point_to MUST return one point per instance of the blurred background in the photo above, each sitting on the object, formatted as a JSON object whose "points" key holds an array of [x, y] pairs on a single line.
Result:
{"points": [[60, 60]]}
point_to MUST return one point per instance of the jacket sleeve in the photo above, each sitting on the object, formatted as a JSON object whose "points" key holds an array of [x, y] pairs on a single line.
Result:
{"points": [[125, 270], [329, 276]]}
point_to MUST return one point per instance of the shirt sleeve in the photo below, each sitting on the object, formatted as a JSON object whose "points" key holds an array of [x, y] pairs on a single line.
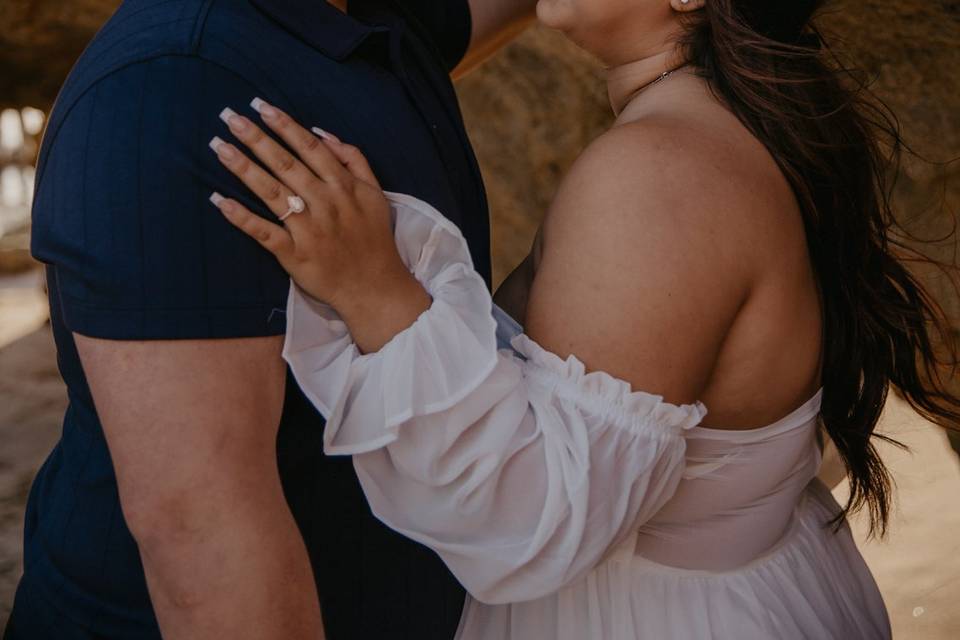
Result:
{"points": [[448, 24], [522, 470], [122, 212]]}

◆ **Work order**
Set the entries down exactly, but not the pictures.

◆ **Response area**
point_to MUST return one point per instance of the blurred background in the photo above, each sitting on the object, formatted as a JSON object whose "points" key holds an array of [x, y] pairs on a single line.
Result:
{"points": [[60, 60]]}
point_to MUST return one point per instance of the jacket sleeve in the photo above, each sitting on the object, formatted as a JSON object whose "points" key holds an array of [x, y] pairs on a single line.
Result:
{"points": [[125, 270], [329, 276]]}
point_to MUST return one point per instance of the shirt sleeve in the photo below, each sitting on the object, formatted as a JSON object whose "points" key holds an array of [x, y] pairs on a single line.
Result:
{"points": [[448, 24], [522, 470], [122, 212]]}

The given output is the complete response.